- Opening Delimiter -
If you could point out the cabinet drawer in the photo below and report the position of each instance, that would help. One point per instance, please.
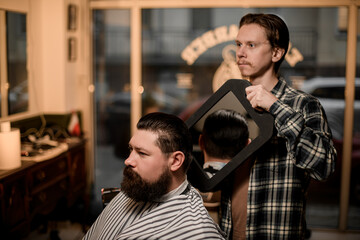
(45, 201)
(48, 174)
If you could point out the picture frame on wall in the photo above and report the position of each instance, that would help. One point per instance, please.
(72, 49)
(72, 17)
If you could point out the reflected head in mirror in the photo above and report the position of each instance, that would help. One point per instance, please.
(225, 133)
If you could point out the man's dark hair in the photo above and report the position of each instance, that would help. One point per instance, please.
(173, 134)
(276, 31)
(225, 133)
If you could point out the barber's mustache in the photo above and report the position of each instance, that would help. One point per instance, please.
(130, 173)
(242, 62)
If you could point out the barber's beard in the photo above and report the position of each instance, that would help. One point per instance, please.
(143, 191)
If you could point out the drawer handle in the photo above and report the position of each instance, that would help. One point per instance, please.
(42, 197)
(62, 165)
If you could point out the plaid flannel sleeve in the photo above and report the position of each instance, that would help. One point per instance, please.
(307, 134)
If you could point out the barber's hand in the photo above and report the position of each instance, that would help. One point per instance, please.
(259, 97)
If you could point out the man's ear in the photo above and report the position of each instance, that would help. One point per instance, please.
(277, 54)
(177, 159)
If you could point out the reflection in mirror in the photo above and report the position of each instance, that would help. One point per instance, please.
(18, 100)
(230, 102)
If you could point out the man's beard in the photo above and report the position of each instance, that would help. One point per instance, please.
(143, 191)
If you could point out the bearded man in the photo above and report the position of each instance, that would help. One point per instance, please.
(156, 201)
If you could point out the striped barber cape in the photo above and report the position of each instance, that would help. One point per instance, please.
(180, 214)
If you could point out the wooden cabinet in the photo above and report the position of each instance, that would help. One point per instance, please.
(36, 188)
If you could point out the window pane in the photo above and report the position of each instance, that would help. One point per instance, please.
(354, 208)
(18, 99)
(184, 63)
(111, 64)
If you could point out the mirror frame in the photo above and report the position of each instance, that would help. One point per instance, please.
(264, 120)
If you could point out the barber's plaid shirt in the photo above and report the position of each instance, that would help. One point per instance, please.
(300, 148)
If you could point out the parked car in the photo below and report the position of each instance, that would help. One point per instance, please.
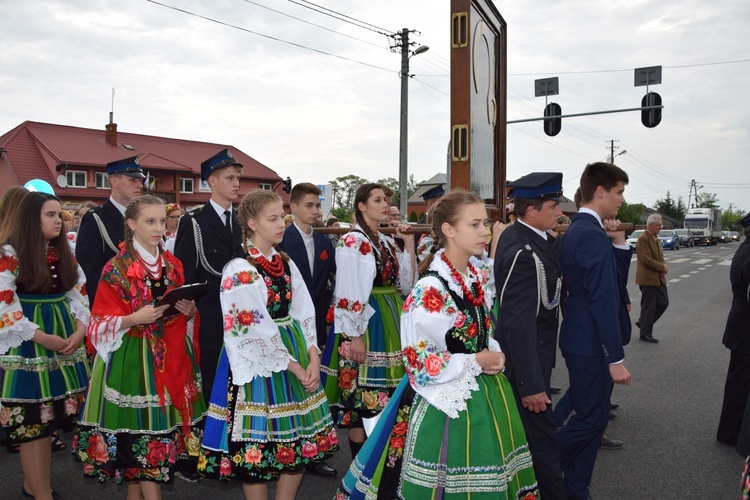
(634, 237)
(686, 238)
(669, 239)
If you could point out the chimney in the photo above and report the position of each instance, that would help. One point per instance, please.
(111, 131)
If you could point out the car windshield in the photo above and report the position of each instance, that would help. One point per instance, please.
(636, 234)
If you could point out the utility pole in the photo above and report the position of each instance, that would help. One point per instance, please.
(612, 150)
(403, 173)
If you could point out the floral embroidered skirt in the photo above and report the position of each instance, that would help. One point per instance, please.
(362, 391)
(41, 390)
(416, 451)
(123, 431)
(268, 426)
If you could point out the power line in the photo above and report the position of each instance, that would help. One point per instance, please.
(313, 24)
(342, 17)
(294, 44)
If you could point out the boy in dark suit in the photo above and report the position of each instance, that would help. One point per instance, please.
(313, 254)
(208, 238)
(102, 228)
(590, 337)
(529, 287)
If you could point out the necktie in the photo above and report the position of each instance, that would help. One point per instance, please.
(228, 220)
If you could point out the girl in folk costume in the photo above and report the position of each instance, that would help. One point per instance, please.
(268, 416)
(43, 317)
(461, 435)
(144, 401)
(362, 363)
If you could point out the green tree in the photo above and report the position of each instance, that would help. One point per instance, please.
(707, 200)
(631, 212)
(729, 219)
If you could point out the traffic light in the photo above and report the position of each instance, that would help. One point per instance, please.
(552, 127)
(651, 117)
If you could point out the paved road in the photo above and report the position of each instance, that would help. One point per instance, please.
(667, 417)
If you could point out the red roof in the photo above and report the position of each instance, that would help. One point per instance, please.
(33, 150)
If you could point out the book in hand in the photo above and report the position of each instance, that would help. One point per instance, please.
(187, 292)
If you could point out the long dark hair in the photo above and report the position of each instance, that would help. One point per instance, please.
(361, 196)
(28, 241)
(447, 209)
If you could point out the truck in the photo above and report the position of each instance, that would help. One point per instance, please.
(705, 224)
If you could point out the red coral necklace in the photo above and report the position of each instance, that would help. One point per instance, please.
(479, 299)
(274, 267)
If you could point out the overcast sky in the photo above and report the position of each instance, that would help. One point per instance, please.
(315, 117)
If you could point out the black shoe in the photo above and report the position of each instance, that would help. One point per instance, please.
(321, 469)
(190, 477)
(55, 495)
(611, 444)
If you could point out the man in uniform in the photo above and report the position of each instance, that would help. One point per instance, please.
(527, 276)
(737, 339)
(102, 228)
(313, 254)
(208, 238)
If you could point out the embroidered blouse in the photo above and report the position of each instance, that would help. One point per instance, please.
(441, 332)
(251, 300)
(359, 268)
(15, 328)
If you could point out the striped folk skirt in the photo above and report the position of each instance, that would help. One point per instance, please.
(416, 451)
(124, 432)
(41, 390)
(362, 390)
(268, 426)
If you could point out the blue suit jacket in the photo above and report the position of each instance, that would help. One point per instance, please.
(324, 268)
(592, 310)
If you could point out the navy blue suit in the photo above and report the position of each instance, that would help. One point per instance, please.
(92, 252)
(218, 248)
(527, 333)
(324, 269)
(590, 339)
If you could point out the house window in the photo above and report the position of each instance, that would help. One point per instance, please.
(186, 185)
(76, 178)
(102, 180)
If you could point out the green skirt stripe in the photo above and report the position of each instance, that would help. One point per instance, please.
(491, 460)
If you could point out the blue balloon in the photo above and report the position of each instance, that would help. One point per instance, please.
(38, 185)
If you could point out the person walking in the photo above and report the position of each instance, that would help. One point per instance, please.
(208, 238)
(102, 228)
(737, 340)
(590, 335)
(44, 315)
(650, 276)
(529, 287)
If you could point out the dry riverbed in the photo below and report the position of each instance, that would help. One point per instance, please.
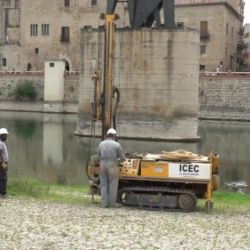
(32, 224)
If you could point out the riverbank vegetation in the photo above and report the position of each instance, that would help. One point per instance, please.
(77, 194)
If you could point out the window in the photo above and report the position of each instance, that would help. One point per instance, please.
(17, 3)
(29, 67)
(203, 49)
(65, 34)
(204, 29)
(180, 25)
(45, 29)
(66, 3)
(202, 67)
(4, 62)
(33, 29)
- Closing Delimiter -
Before copying the data, remove the pictures. Then repeat the rest exactly.

**PROBLEM SOLUTION**
If you could point out the cabinet drawer in the photo below and report the position of each instance, that would help. One point per instance, please.
(45, 201)
(48, 174)
If you could point out the picture frame on wall in the photo above and report the position of each instance, that would help. One point per instance, please.
(72, 49)
(72, 17)
If you could point out the reflected head in mirror in the photo above and report the position of each instance, that would help. One point per instance, please.
(225, 133)
If you could point out the man's dark hair in the photo above and report the position of each instance, that would help. One point per instance, please.
(173, 134)
(276, 31)
(225, 133)
If you could point out the barber's mustache in the photo above and report the position of each instance, that would help. One point per instance, please.
(130, 173)
(242, 62)
If you could point out the barber's beard in the photo above and report the position of each instance, that would help. One point per instance, please.
(143, 191)
If you could point out the drawer handle in the photo above and report the position of each instance, that would help. One point per instance, please.
(42, 197)
(62, 165)
If you could point out the plaid flannel sleeve in the photo above and report the position of each instance, that would help. One point per instance, please.
(307, 134)
If you could point out the barber's hand in the photo above and report the position of each instance, that would help. One point per instance, please.
(259, 97)
If you could point out the man's ear in the photo above and report the position of each instance, that would help. One point per instance, please.
(277, 54)
(177, 159)
If you could point out the reflection in mirror in the photo above and report the position of each instance, that would help. One point per instance, please.
(18, 100)
(230, 102)
If you could point out the man's beard in the photo above and report the position of each instance, that would help. One point per instance, please.
(143, 191)
If you could point out the bearded man in the photo above and report the position of each instance, that would help. One point per instance, please.
(156, 201)
If you could point out the striped barber cape in the photo above and report the position of each instance, that would help. One point per instance, please.
(180, 214)
If you could point out the wooden cabinet in the photo above and report the position of each instance, that would help. One point per instance, please.
(36, 188)
If you could point out the window pane in the photo above and report the position of each instance, that would help. One point per instance, please.
(354, 208)
(18, 99)
(184, 63)
(111, 64)
If you could point out the mirror frame in the photo above and report the position of each instance, that would help. One point per instance, please.
(264, 120)
If you could point out the barber's plaid shirt in the photo above and report the position of each instance, that would help. One point per instance, please.
(300, 148)
If you could point out the parked car in the photo below and report the position of each instance, that would help. One point per instance, please.
(634, 237)
(686, 238)
(669, 239)
If you could point out the chimney in the photo above and report the position of each instance, that would help. One point per instance, please.
(111, 131)
If you could point out the car windshield in the photo above and report the position of each instance, that would help. One point per instance, please.
(636, 234)
If you could point out the utility pole in the photo above and report the position of each instance, that would help. One point per instance, please.
(612, 150)
(403, 173)
If you could point out the floral embroidered skirt in the photo above and report the position of each instance, that would help. One point per instance, please.
(362, 391)
(41, 390)
(416, 451)
(123, 431)
(268, 426)
If you could point out the power line in the photo above and report the position of each instance, that would help. One point per instance, please.
(313, 24)
(342, 17)
(294, 44)
If you could point out the boy in dark suit in the photo above and report the position of each instance, that would help. One point per instance, please.
(313, 254)
(208, 238)
(102, 228)
(590, 337)
(529, 287)
If you could point out the necktie in the photo above and report the position of each instance, that would help. One point per instance, please.
(228, 220)
If you could point out the girl in folk costume in the photo above and report the position of each instance, that would help. One point per instance, please.
(268, 416)
(43, 317)
(461, 435)
(144, 401)
(362, 363)
If you could point out the green tree in the photo above and report the position of each instance, that would help. One point per instance, please.
(707, 200)
(631, 212)
(729, 219)
If you could point out the traffic light in the photo above and report the position of each instance, that would help. One point per instance, please.
(552, 127)
(651, 117)
If you could point out the paved road in the photo above and report the position of each instance, that would help. One point per instance, please.
(667, 417)
If you could point out the red roof in the photo above and report the position of each instance, that would help. One point per instance, please.
(33, 150)
If you could point out the book in hand in the photo above and report the position of each instance, that would help. One point per instance, please.
(187, 292)
If you could point out the long dark hair in the photo above and report the position of each instance, that would help. One point per instance, please.
(361, 196)
(28, 241)
(447, 209)
If you could point out the truck in the photo above and report the position of each instance, that would help. One point per instance, please.
(705, 224)
If you could point out the red coral necklace in the photo above and report the position of each instance, that would help. One point per instance, please.
(479, 299)
(274, 267)
If you could point out the overcast sky in the photo above and report the position of each instance, that would help. One point per instance, please.
(315, 117)
If you could point out the black shoe in the photo above and report the position of each instance, that would help. One point per instance, please.
(321, 469)
(190, 477)
(55, 495)
(611, 444)
If you could point out the man in uniform in the photo above and report the position of each instance, that would help. One point per instance, please.
(527, 276)
(737, 339)
(102, 228)
(313, 254)
(208, 238)
If you could point out the embroidered blouse in the photo above and report the position of each instance, that would help. One point per instance, please.
(441, 332)
(251, 300)
(359, 268)
(15, 328)
If you could point out the striped folk skirt in the photo above and report the position of each instance, that would help. One point per instance, please.
(416, 451)
(124, 432)
(41, 390)
(362, 390)
(268, 426)
If you could point out the blue suit jacket in the photo above and report the position of each instance, that would help. One point per instance, please.
(324, 268)
(592, 310)
If you could point out the navy blue suit in the photo above and report the position of each instance, that would help. One point per instance, please.
(92, 252)
(218, 248)
(527, 333)
(324, 269)
(590, 339)
If you could point out the house window in the photo above and report the position of each instance, that would help. One point per instance, please.
(186, 185)
(76, 178)
(102, 180)
If you could point out the green skirt stripe in the photo above and report the position of each instance, that would help. One point per instance, please.
(491, 460)
If you could point out the blue balloon in the photo above and report the position of each instance, that would help. One point per instance, please.
(38, 185)
If you could point out the person walking in the photo above and report the position of each instance, that would help. One point per instance, please.
(208, 238)
(102, 228)
(737, 340)
(590, 335)
(44, 315)
(650, 276)
(529, 287)
If you could point out the dry riverbed in the photo below and report the position of each instance, that would help. One point per instance, please.
(32, 224)
If you could point out the riverbank vegetation in the photo above and report the position of each instance, that would help. One point per instance, please.
(77, 194)
If you could point out the window in the photo above and report the position of each instance, that would help. One point per instance, please.
(17, 3)
(29, 67)
(203, 49)
(65, 34)
(204, 29)
(180, 25)
(45, 29)
(66, 3)
(202, 67)
(4, 62)
(33, 29)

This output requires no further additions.